** START Text extract **
How to Communicate Effectively in Any Relationship

How to Communicate Effectively in Any Relationship

For all our social media bravado, we live in a society where communication is seen less as an art, and more as a perfunctory exercise. We spend so much time with people, yet we struggle with how to meaningfully communicate.

If you believe you have mastered effective communication, scan the list below and see whether you can see yourself in any of the examples:

Example 1

You are uncomfortable with a person’s actions or comments, and rather than telling the individual immediately, you sidestep the issue and attempt to move on as though the offending behavior or comment never happened.

You move on with the relationship and develop a pattern of not addressing challenging situations. Before long, the person with whom you are in relationship will say or do something that pushes you over the top and predictably, you explode or withdraw completely from the relationship.

In this example, hard-to-speak truths become never- expressed truths that turn into resentment and anger.
** END Text extract **
To do:
- A) Answer these questions from the communication article:
(i) How is communication seen in our society?
(ii) In Example 1, what do you do instead of telling the individual immediately?
(iii) What do hard-to-speak truths become?
- B) Write the next part of the communication article, picking up after its final sentence.
** START Supplied information **
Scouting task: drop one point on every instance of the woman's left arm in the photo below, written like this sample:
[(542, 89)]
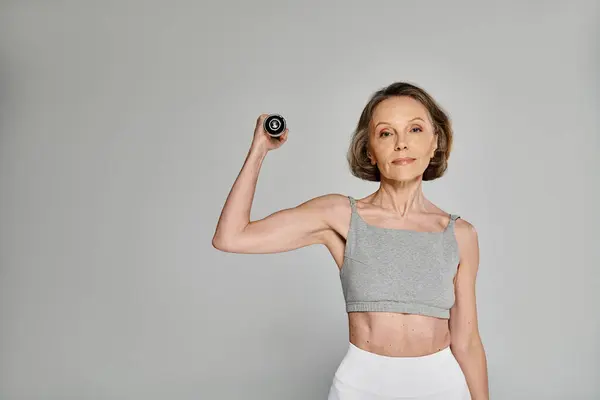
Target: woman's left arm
[(466, 344)]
** END Supplied information **
Responses to the exercise:
- A)
(i) Less as an art, and more as a perfunctory exercise.
(ii) You sidestep the issue and attempt to move on as though the offending behavior or comment never happened.
(iii) Never-expressed truths that turn into resentment and anger.

- B)
Example 2

You communicate from the head and without emotion. While what you communicate makes perfect sense to you, it comes across as cold because it lacks emotion.

People do not understand what motivates you to say what you say, and without sharing your feelings and emotions, others experience you as rude, cold or aggressive.

You will know this is a problem if people shy away from you, ignore your contributions in meetings or tell you your words hurt. You can also know you struggle in this area if you find yourself constantly apologizing for things you have said.

Example 3

You have an issue with one person, but you communicate your problem to an entirely different person.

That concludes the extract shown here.